• [RECORDS TO PROCESS]:
******
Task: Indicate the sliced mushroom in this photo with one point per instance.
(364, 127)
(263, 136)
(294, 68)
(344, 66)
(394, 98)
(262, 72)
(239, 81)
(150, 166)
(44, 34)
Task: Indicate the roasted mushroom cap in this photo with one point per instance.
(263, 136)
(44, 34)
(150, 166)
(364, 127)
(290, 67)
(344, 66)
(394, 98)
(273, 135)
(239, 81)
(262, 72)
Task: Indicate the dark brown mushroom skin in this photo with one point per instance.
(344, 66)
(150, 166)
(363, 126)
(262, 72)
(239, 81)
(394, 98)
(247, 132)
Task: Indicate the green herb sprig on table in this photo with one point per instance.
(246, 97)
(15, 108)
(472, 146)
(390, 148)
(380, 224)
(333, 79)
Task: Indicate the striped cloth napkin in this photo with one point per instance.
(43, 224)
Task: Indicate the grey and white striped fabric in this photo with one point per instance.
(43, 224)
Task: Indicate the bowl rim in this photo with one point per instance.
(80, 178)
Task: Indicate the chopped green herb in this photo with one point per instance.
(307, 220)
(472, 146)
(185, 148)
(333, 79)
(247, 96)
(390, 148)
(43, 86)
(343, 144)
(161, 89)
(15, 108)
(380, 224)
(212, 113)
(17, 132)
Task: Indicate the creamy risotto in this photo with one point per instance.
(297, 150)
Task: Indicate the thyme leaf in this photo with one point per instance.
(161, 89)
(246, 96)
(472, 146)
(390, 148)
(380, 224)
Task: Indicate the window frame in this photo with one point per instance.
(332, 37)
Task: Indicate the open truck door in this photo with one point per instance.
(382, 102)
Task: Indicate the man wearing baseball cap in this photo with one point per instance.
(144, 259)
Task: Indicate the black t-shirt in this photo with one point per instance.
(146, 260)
******
Render every line of the items above as a JSON list of strings, with one string per line and no entries for blank lines.

• [EXERCISE ANSWER]:
[
  "Task: Indicate the sliced mushroom in this photo with one point per instance.",
  "(364, 127)",
  "(263, 136)",
  "(294, 68)",
  "(344, 66)",
  "(394, 98)",
  "(262, 72)",
  "(239, 81)",
  "(150, 166)",
  "(44, 34)",
  "Task: Indicate the roasted mushroom cap in this photo with one point per instance.",
  "(263, 136)",
  "(44, 34)",
  "(150, 166)",
  "(364, 127)",
  "(290, 67)",
  "(344, 66)",
  "(394, 98)",
  "(273, 135)",
  "(239, 81)",
  "(262, 72)",
  "Task: Indicate the dark brown mushroom skin in this photo with one point per instance.",
  "(344, 66)",
  "(150, 166)",
  "(363, 126)",
  "(262, 72)",
  "(239, 81)",
  "(394, 98)",
  "(247, 132)",
  "Task: Indicate the green herb sprig on table in this photo with one point per instance.",
  "(246, 97)",
  "(15, 108)",
  "(472, 146)",
  "(390, 148)",
  "(380, 224)",
  "(333, 79)",
  "Task: Indicate the striped cloth napkin in this photo with one point per instance.",
  "(43, 224)",
  "Task: Indicate the grey and white striped fabric in this photo with one point per instance.",
  "(43, 224)",
  "Task: Indicate the bowl rim in this photo with one point per instance.",
  "(80, 178)",
  "Task: Indicate the chopped green herb in this photo with one point per instance.",
  "(307, 220)",
  "(472, 146)",
  "(185, 148)",
  "(333, 79)",
  "(247, 96)",
  "(390, 148)",
  "(43, 86)",
  "(343, 144)",
  "(161, 89)",
  "(15, 108)",
  "(380, 224)",
  "(212, 113)",
  "(17, 132)",
  "Task: Indicate the creamy risotto in this photo with one point per instance.",
  "(297, 150)",
  "Task: Indicate the thyme leaf in this photo with one point per instance.",
  "(161, 89)",
  "(246, 96)",
  "(472, 146)",
  "(390, 148)",
  "(380, 224)",
  "Task: Indicate the window frame in this photo with one point per instance.",
  "(332, 37)",
  "Task: Indicate the open truck door in this photo with one point per instance.",
  "(382, 102)",
  "Task: Indicate the man wearing baseball cap in this photo with one point per instance.",
  "(144, 259)",
  "Task: Indicate the black t-shirt in this photo with one point per instance.",
  "(146, 260)"
]